Reproduce the line that holds "of the mowed" together with all the lines after it up to the end of the entries.

** Begin Source data **

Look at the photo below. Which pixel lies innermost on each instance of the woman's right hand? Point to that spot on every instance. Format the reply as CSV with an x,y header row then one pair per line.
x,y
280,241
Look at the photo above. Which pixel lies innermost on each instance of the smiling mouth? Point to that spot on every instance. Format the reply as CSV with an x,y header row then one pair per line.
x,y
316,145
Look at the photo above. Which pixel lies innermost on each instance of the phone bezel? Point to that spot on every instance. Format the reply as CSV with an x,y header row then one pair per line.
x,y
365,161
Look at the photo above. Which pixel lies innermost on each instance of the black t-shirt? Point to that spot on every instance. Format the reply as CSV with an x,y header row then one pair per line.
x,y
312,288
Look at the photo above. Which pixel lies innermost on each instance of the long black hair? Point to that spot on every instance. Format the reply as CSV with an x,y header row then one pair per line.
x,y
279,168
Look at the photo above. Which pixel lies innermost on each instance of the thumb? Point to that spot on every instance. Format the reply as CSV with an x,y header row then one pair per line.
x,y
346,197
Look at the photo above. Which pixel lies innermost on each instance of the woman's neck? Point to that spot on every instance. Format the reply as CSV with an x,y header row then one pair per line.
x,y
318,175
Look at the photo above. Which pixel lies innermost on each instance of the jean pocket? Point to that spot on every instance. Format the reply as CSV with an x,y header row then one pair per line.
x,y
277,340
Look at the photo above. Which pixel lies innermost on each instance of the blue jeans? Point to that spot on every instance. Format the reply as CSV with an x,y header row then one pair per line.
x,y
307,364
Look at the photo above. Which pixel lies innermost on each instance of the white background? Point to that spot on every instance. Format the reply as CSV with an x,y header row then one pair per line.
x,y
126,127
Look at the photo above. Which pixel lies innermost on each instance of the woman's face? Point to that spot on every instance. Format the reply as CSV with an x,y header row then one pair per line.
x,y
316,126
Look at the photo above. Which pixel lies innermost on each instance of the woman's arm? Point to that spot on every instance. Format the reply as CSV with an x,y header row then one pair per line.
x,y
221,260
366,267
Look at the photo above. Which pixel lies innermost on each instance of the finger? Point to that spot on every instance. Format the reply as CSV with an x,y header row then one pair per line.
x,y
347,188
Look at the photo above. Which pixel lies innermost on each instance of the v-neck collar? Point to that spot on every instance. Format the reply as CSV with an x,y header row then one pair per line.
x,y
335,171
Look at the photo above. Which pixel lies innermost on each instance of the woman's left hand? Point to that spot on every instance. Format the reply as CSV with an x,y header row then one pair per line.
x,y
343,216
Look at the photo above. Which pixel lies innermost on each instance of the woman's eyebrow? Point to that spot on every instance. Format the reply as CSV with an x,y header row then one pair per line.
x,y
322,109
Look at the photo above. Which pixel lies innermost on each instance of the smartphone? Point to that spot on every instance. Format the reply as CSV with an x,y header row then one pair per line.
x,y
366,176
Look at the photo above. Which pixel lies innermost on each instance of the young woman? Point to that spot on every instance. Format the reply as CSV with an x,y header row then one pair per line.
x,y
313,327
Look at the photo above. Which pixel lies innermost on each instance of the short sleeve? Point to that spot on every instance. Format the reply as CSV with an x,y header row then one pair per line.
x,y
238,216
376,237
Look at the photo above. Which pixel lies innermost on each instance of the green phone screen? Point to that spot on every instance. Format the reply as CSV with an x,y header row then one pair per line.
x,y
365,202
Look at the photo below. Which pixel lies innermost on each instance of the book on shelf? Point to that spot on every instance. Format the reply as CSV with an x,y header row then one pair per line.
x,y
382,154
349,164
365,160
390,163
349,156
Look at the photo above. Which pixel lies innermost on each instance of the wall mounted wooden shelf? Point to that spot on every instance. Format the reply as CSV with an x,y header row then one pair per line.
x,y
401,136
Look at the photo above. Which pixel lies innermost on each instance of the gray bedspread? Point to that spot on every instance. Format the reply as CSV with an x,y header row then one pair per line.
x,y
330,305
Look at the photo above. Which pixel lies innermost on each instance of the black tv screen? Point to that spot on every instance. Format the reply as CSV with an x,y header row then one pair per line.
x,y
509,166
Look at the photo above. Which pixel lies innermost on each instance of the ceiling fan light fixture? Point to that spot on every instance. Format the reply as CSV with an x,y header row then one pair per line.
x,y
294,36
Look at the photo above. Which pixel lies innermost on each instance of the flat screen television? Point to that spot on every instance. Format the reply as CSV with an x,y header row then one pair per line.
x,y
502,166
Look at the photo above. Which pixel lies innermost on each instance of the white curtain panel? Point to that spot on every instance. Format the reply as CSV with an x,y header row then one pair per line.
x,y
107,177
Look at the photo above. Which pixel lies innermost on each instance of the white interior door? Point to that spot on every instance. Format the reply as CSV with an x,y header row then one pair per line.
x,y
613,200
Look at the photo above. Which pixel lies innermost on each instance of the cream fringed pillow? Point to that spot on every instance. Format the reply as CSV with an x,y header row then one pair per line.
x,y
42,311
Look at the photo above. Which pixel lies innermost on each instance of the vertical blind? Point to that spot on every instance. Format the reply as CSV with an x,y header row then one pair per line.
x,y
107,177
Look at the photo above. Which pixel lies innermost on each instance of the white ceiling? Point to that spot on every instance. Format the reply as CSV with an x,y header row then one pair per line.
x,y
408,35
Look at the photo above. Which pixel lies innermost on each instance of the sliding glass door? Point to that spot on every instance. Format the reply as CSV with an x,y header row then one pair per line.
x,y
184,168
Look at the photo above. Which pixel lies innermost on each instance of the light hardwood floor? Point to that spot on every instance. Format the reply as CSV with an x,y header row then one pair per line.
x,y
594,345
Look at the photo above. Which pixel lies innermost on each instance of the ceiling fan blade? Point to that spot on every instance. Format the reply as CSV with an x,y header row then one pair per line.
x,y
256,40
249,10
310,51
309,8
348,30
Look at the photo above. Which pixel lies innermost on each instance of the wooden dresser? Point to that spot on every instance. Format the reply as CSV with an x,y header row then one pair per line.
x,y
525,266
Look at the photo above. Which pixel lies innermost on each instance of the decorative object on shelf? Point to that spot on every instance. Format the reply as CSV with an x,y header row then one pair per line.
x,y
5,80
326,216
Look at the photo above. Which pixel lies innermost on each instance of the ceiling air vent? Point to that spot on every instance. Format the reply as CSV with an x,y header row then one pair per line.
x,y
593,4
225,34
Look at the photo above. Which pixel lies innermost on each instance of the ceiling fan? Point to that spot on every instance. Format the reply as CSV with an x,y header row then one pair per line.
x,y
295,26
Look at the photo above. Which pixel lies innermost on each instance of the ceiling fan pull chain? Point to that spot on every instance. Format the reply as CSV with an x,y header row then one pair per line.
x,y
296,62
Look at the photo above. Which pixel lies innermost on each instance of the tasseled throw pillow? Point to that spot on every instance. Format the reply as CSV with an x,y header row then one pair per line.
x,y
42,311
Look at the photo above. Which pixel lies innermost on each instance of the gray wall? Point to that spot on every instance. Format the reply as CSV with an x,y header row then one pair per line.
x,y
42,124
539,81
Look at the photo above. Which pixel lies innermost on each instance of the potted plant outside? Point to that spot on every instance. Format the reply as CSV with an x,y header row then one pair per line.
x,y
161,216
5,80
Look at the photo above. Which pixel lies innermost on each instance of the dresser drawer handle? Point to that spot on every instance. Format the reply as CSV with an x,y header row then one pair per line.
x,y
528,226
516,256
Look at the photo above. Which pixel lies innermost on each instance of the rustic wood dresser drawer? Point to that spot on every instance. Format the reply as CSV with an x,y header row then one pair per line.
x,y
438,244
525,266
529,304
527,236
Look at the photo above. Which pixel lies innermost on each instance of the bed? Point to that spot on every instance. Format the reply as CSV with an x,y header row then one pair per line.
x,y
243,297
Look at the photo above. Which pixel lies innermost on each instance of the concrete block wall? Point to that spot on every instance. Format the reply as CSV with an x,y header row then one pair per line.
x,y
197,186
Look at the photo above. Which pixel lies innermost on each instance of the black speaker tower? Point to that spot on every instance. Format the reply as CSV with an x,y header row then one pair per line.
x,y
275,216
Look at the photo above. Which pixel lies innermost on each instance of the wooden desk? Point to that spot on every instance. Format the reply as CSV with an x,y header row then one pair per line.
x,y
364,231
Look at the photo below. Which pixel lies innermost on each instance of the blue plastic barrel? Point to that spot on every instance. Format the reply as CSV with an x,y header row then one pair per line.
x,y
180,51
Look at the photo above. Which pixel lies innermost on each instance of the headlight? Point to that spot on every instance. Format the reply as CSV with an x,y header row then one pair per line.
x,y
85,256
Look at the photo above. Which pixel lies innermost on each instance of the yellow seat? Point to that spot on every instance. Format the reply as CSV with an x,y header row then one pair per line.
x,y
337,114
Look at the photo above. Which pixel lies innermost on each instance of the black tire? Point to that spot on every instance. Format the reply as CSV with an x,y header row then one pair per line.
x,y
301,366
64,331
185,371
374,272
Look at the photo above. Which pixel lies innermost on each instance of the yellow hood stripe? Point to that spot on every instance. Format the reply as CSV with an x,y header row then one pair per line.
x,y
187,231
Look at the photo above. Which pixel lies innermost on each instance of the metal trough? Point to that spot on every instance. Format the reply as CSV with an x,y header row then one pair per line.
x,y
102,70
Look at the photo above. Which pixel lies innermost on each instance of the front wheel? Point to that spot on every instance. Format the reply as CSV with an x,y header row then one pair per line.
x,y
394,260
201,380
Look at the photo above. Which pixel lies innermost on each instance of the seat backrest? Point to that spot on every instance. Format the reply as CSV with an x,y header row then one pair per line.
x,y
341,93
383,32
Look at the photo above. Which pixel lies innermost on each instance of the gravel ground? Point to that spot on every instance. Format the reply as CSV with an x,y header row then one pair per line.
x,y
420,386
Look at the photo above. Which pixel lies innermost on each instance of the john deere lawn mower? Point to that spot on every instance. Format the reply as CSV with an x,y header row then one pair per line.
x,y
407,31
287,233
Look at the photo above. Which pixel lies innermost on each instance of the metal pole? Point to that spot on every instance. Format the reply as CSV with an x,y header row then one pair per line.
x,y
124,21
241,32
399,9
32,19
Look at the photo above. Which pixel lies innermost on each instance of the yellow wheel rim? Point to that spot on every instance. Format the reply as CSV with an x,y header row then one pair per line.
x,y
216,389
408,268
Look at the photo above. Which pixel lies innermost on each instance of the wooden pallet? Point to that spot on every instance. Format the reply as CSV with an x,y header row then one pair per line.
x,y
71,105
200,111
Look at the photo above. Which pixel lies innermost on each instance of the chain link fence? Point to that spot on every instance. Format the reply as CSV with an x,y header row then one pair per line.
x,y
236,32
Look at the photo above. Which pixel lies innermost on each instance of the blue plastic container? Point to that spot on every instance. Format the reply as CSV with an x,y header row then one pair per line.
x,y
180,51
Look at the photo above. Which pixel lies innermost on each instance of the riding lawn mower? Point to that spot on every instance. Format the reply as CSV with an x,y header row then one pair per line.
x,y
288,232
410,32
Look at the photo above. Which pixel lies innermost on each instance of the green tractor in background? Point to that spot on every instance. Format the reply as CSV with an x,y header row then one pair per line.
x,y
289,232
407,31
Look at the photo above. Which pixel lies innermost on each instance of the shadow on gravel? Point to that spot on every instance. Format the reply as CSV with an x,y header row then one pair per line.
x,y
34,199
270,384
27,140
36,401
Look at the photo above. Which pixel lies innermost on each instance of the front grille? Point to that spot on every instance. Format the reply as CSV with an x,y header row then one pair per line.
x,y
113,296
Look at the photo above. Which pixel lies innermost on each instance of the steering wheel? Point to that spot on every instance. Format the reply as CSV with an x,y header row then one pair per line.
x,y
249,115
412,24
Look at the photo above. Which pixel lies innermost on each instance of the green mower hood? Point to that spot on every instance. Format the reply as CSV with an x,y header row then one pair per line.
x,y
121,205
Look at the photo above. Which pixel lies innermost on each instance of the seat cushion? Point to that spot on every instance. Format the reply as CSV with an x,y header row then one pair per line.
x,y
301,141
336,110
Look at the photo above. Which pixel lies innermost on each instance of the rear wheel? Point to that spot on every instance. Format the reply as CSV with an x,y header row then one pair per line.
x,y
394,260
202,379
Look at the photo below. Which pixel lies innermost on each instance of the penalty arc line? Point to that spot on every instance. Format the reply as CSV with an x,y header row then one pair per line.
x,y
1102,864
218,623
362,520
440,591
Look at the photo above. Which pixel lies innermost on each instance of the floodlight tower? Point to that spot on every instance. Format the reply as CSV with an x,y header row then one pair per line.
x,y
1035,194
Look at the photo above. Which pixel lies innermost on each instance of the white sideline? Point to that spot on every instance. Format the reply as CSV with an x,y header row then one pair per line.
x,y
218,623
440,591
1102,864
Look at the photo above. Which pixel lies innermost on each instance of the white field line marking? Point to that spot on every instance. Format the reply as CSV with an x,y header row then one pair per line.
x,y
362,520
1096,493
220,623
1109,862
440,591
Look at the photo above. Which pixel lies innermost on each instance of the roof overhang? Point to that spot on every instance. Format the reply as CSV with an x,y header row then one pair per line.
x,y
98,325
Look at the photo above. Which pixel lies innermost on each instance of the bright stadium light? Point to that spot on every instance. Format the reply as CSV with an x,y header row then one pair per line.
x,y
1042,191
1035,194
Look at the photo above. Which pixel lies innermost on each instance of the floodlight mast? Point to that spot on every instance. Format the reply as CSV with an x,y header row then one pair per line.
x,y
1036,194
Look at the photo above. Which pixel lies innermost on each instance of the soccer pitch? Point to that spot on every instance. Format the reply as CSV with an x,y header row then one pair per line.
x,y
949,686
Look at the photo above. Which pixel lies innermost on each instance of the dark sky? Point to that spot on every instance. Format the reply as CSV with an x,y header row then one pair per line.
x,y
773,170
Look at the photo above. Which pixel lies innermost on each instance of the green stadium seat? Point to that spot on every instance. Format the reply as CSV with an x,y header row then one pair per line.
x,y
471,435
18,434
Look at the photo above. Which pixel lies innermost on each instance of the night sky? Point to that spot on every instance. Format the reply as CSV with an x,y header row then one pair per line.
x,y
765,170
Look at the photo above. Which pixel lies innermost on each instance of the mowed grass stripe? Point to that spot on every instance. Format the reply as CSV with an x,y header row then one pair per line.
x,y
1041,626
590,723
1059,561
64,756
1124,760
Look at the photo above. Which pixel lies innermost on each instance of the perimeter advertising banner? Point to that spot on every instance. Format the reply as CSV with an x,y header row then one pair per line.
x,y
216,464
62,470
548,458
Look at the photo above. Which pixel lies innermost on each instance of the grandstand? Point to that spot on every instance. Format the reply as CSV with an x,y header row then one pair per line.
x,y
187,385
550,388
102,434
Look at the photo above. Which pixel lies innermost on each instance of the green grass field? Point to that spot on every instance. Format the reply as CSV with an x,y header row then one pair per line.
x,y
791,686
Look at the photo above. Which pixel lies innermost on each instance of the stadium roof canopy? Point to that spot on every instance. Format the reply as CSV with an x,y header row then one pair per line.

** End Source data **

> Worked solution:
Look at the photo above. Which pixel lies innermost on each instance of the mowed grass stripe? Point to that spot on every instance. Format the reply as CSV with an x,y header row then one pair per line.
x,y
1041,626
590,723
1059,561
64,756
1124,760
Look at the photo above. Which pixel lies innermost on each instance of the perimeter advertising banner? Point to that spot on every instance. Format the reply as CSV with an x,y header row then one pair per line.
x,y
216,464
62,470
548,458
Look at the photo above. Which pixel lies innermost on each instance of the grandstand? Point to that spot on every instance. Format the reply as CSV with an x,y header row then one pair per line.
x,y
187,385
550,388
102,434
Look at the photo above. Which pixel lies innermost on each instance of the green grass field? Point to that spot on every instance. Format the reply as CSV with an x,y header row then one pair per line.
x,y
791,686
Look at the photo above. Which pixel lies innermost on each instance of the stadium roof canopy? Point to that spot on every instance. Format the reply as CSV with an x,y header row then one pair per line.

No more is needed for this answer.